##### Page text #####
PMPA member, Bill Hovey, owner of Telemark CNC LLC, located in Boonton, New Jersey, took advantage of a rare, quiet moment to walk his shop floor one Saturday afternoon. He started looking at the workstations with the Lean 5 S’s: Sort, Set in Order, Shine, Standardize and Sustain. He stopped at one workstation, started to sort (his favorite step), and while determining what did and didn’t belong there, he looked at the condition of the tools. He believes he can learn a lot about how his employees operate by their workstations. That’s when he saw a nasty, old, ugly, broken and clogged screw lock ball coolant nozzle.

The coolant nozzle brought to mind one of the operators setting up a drill press to drill out a clogged nozzle. Even though grabbing a new nozzle would be an immediate fix, Bill used the 5 S’s and decided the answer was a place holder in the work center for the nozzles to be readily available. He walked the shop and counted the number of turrets and nozzles that would be needed for a complete set. After researching prices and realizing the cost would be significant, Bill sought a better way to solve the problem. 

Bill’s Six Sigma training kicked in as he started by defining the problem—why was he having this problem? The answer was corrosion. Low pH levels in the coolant tanks cause the coolant to become caustic and eat away at soft metals such as brass and copper as well as paint. It occurred to Bill that bringing the coolant level to neutral could solve the problem, but that seemed like adding steps and he wanted to eliminate the problem.
#####
■ Exercise brief: Print the full passage about Bill Hovey's clogged coolant nozzle word for word, with nothing added or left out.
##### Material supplied #####
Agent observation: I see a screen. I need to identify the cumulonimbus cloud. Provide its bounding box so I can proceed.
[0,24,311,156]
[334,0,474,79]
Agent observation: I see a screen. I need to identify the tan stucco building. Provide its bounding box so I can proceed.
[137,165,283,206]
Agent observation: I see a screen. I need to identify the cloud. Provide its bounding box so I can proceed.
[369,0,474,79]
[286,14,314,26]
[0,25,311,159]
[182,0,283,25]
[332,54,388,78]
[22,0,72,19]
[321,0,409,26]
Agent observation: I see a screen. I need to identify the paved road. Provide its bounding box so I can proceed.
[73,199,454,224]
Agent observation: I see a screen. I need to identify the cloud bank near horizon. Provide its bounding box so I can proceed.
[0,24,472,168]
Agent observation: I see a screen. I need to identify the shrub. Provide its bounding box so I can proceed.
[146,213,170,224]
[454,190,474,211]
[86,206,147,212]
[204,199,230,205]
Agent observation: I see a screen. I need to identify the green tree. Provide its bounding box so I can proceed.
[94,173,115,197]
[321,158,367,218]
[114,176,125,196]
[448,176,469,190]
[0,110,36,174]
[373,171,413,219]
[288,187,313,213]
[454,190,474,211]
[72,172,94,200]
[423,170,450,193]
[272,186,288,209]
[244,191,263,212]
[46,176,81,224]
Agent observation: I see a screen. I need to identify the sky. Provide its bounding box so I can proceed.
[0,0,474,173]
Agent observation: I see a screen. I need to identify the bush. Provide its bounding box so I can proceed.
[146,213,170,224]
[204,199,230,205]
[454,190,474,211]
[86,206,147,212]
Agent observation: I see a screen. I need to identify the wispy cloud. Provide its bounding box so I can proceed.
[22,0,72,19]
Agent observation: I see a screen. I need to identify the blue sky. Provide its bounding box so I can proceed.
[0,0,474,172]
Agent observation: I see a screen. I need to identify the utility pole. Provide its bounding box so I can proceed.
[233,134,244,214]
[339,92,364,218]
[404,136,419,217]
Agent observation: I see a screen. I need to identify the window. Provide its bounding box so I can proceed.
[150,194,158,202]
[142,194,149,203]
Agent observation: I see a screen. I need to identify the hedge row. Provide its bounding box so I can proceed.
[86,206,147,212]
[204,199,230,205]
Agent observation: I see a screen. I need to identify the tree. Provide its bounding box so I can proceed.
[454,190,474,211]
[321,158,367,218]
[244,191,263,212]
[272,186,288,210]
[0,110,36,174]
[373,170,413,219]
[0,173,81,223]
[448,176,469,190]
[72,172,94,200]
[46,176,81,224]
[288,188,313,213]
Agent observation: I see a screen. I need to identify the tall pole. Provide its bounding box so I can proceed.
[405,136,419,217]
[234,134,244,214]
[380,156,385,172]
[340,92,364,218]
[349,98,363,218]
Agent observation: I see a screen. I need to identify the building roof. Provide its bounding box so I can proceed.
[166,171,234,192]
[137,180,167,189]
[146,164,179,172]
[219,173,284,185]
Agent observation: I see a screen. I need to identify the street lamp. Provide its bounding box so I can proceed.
#####
■ Answer for this exercise:
PMPA member, Bill Hovey, owner of Telemark CNC LLC, located in Boonton, New Jersey, took advantage of a rare, quiet moment to walk his shop floor one Saturday afternoon. He started looking at the workstations with the Lean 5 S’s: Sort, Set in Order, Shine, Standardize and Sustain. He stopped at one workstation, started to sort (his favorite step), and while determining what did and didn’t belong there, he looked at the condition of the tools. He believes he can learn a lot about how his employees operate by their workstations. That’s when he saw a nasty, old, ugly, broken and clogged screw lock ball coolant nozzle.

The coolant nozzle brought to mind one of the operators setting up a drill press to drill out a clogged nozzle. Even though grabbing a new nozzle would be an immediate fix, Bill used the 5 S’s and decided the answer was a place holder in the work center for the nozzles to be readily available. He walked the shop and counted the number of turrets and nozzles that would be needed for a complete set. After researching prices and realizing the cost would be significant, Bill sought a better way to solve the problem. 

Bill’s Six Sigma training kicked in as he started by defining the problem—why was he having this problem? The answer was corrosion. Low pH levels in the coolant tanks cause the coolant to become caustic and eat away at soft metals such as brass and copper as well as paint. It occurred to Bill that bringing the coolant level to neutral could solve the problem, but that seemed like adding steps and he wanted to eliminate the problem.